SOURCE TEXT -
▬▬▬▬▬▬

Specifically, the developments of PHASE IV AI project will be validated in 3 real life use cases in relevant high impact diseases comprising (i) Lung Cancer, (ii) Prostate Cancer, and (iii) Ischemic Stroke. All the three diseases are key topics of the European Health ecosystem. Lung Cancer as well as Prostate Cancer are among the top 3 priorities in tackling cancer, neurodegenerative diseases are one of the most relevant issues with the EU’s ageing population.
• A strong progress was achieved in defining user, data, legal, ethical, technical, and architectural requirements to support the PHASE IV AI project.
• The project developed and validated AI pipelines for generating synthetic health data. These tools are tailored to three use cases - lung cancer, prostate cancer, and ischemic stroke, incorporating privacy-preserving techniques such as differential privacy and diffusion models, to meet General Data Protection Regulation (GDPR) compliance.
• A structured data collection process was set up and key datasets requiring harmonization were identified early in the process. The project harmonized real-world datasets using the OMOP (Observational Medical Outcomes Partnership) Common Data Model, facilitating interoperability across countries and institutions. Legal and ethical frameworks were established to ensure compliance with GDPR and the EU AI Act.
• The development of synthetic data services under PHASE IV AI has focused on several complementary objectives: generating new data to augment cohort sizes, creating de-identified datasets for privacy-preserving analytics, imputing missing data from observed values, and ultimately simulating disease progression through synthetic data modeling.

▬▬▬▬▬▬

Stored dataset items:
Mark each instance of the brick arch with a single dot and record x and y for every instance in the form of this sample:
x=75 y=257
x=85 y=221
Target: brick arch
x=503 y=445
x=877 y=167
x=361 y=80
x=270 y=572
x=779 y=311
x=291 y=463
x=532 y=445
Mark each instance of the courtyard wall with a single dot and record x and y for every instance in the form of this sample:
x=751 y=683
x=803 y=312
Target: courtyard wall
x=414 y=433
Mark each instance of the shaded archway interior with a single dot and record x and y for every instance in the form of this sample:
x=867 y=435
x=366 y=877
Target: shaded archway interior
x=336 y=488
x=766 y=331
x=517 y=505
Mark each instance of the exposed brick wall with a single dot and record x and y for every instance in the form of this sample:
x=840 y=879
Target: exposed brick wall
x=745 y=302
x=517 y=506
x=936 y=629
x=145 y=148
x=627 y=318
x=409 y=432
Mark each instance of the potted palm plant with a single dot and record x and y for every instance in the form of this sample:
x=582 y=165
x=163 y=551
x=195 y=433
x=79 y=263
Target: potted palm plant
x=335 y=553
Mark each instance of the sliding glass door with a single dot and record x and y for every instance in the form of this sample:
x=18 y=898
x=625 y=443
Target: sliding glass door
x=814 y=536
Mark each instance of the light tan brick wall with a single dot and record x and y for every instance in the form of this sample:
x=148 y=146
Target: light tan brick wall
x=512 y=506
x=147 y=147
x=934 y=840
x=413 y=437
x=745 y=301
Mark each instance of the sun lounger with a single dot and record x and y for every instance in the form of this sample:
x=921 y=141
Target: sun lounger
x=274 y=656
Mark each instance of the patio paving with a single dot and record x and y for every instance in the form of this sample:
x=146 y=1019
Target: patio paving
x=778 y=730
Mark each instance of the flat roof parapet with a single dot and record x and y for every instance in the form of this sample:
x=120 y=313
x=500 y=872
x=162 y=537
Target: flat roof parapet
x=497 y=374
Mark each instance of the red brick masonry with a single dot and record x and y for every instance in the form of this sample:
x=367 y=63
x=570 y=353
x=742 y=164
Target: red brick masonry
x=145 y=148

▬▬▬▬▬▬

TASK OBJECTIVE - Resume the text on the PHASE IV AI project from where it stops.

EXPECTED OUTPUT -
• Foundation for federated model training and validation in real-world healthcare scenarios was created. Key achievements include the deployment and validation of a distributed secure multi-party computation (SMPC) network across eight partner organizations, the development of preliminary federated machine learning workflows, and the initial preparation of hardware acceleration strategies.
• A prototype of the Health Data Hub was designed, integrating services for anonymization, harmonization, and synthetic data generation. The project also explored decentralized infrastructure (DePIN) and blockchain-based certification to ensure trust and traceability.
• Two rounds of use case workshops for stakeholder were held across four countries, to engage and gather input from clinicians, researchers, industry, and regulators. These insights were translated into user stories and usage scenarios that guide system development.
• Pilot Plan includes the study protocols covering the three study use cases: lung cancer, prostate cancer, and ischemic stroke. These pilots will validate the utility of synthetic data and AI models in real clinical environments.
These include:
• Differential Privacy (DP)-compliant methods for tabular data (e.g. SDV-GaussianCopula, AIM, MWEM for EHR data).
• Latent diffusion models for CT-imaging showcase how realistic synthetic datasets can maintain utility while ensuring privacy.
To advance the conditions for the effective, cross-border utilization of real-world evidence through multi-party computation, the project has deployed a secure SMPC network across eight partner organisations, including both technical and clinical partners. A solution for a data market solution has been designed, allowing the creation of a marketplace for both data sets and data services as well as providing the infrastructure that allows a seamless and secure integration of data providers’ assets, respecting the very stringent constraints around data privacy by design. The integration of DePIN and blockchain technologies into the Health Data Hub introduces a novel approach to secure, auditable, and value-based data exchange. The project’s alignment with the EHDS and participation in the EU Blockchain Sandbox positions it as a reference model for future European health data initiatives.